• **Task requirements**
Every line of the records that contains "sleeve" should be tallied, and only the resulting number returned.

• **Information shown**
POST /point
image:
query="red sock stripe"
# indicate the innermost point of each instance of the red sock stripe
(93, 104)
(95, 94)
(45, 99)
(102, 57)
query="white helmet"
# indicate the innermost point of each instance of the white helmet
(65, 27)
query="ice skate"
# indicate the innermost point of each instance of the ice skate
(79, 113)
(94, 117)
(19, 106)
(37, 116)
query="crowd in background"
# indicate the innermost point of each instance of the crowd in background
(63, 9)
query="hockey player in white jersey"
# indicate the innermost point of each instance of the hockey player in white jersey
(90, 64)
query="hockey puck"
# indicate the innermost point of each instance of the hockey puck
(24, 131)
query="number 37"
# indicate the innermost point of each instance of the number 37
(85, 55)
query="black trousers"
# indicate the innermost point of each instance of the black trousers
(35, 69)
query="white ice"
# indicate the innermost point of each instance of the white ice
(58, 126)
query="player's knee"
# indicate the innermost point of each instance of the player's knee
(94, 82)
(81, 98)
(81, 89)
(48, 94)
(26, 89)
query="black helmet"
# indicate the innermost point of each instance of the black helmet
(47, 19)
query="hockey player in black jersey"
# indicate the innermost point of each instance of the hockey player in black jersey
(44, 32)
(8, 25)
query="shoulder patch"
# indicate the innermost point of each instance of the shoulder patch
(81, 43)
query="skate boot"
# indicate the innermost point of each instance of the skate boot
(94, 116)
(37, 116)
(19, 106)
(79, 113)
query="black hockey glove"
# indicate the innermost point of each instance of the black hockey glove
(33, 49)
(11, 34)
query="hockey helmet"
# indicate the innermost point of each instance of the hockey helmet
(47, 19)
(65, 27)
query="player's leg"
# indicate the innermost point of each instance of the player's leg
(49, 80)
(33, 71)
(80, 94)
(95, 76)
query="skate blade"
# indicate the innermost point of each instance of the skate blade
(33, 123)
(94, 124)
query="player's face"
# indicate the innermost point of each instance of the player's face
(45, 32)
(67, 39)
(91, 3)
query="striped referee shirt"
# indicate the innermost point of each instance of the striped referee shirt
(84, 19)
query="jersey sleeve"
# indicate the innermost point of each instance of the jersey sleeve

• **Solved problem**
2